## TEXT TO READ
Variations on the "leverage language from elixir" pattern.
It seems that a pattern emerged in my recent months or years of Elixir, and it looks like I am now knee-deep in this pattern : leveraging other languages from Elixir.
This leverage takes, it seems, three forms :
- Writing Elixir code that generates and runs <language> code.
- Embedding (à la Zigler) <language> code in Elixir and running it.
- Writing Elixir code that generates instructions for <language>.
And it all depends on managing <language>‘s runtimes from Elixir, which takes two forms :
- Checking for <language>‘s presence and adequation and providing instructions
- Managing the install itself from Elixir
Note that I won’t talk of Rustler which is already covered a bit on the blog and now well-known. It is a fantastic tool but does not offer the “code-in-code” approach described here. Nevertheless, a Rustler NIF in a monorepo still achieves the benefits I’m talking about here.
First Form : Writing Elixir code that generates and runs <language> code.
I was looking for a library that would allow read & write access to the three main Ms Office document types, meaning Word, Powerpoint, and Excel. From a previous life, I had used PHPOffice and it provided the required functionality.
But I would not like to truly add PHP to my stack. Chatting with another developer, I mocked what kind of reduction would happen if we leveraged PHPOffice from elixir (yes, there’s an error on line 12).
So I set out to build a POC for just that. It would not be used because I finally chose to leverage Java and the Apache POI family of libraries instead of PHPOffice (more on that later).
You first need to be able to run PHP code and ideally somehow get its output :
# Check if PHP and composer are accessible :
iex> Xhpoffice.Prerequisites.clear?()
true
# Note : this is the second pattern, inlining code in Elixir !
iex> script = ~PHP"""
$foo = 5;
elixir_return(1 + 2 + $foo);
"""
iex> result = Xhpoffice.Php.run!(script)

## MATERIAL
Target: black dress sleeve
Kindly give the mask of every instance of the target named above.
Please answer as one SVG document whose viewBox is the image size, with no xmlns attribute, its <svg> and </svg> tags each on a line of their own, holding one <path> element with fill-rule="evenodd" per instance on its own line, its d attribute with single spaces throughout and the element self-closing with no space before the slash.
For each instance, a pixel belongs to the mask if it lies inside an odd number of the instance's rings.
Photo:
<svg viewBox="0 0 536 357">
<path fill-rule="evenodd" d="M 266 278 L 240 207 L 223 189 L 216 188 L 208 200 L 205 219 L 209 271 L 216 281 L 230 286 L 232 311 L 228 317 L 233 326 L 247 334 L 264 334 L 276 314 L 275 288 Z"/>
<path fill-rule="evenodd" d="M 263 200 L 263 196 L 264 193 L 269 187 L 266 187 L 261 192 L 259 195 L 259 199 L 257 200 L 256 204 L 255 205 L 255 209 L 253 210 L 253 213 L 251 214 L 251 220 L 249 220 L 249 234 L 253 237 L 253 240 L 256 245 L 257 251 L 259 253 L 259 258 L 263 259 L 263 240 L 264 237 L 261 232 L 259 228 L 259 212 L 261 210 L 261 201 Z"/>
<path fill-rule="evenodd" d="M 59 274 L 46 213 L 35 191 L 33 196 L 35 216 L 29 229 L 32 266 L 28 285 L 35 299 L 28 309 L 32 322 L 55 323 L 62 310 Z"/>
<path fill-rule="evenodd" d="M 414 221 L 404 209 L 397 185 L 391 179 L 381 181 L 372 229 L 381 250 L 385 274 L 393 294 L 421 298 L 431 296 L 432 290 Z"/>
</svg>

## PROBLEM TO WORK ON
Give the part of the Elixir post starting with "First Form : Writing" and going on through "the required functionality." again, changing "PHPOffice" to "Apache POI". The material is separate from the post about leveraging other languages from Elixir.

## RIGHT ANSWER
First Form : Writing Elixir code that generates and runs <language> code.
I was looking for a library that would allow read & write access to the three main Ms Office document types, meaning Word, Powerpoint, and Excel. From a previous life, I had used Apache POI and it provided the required functionality.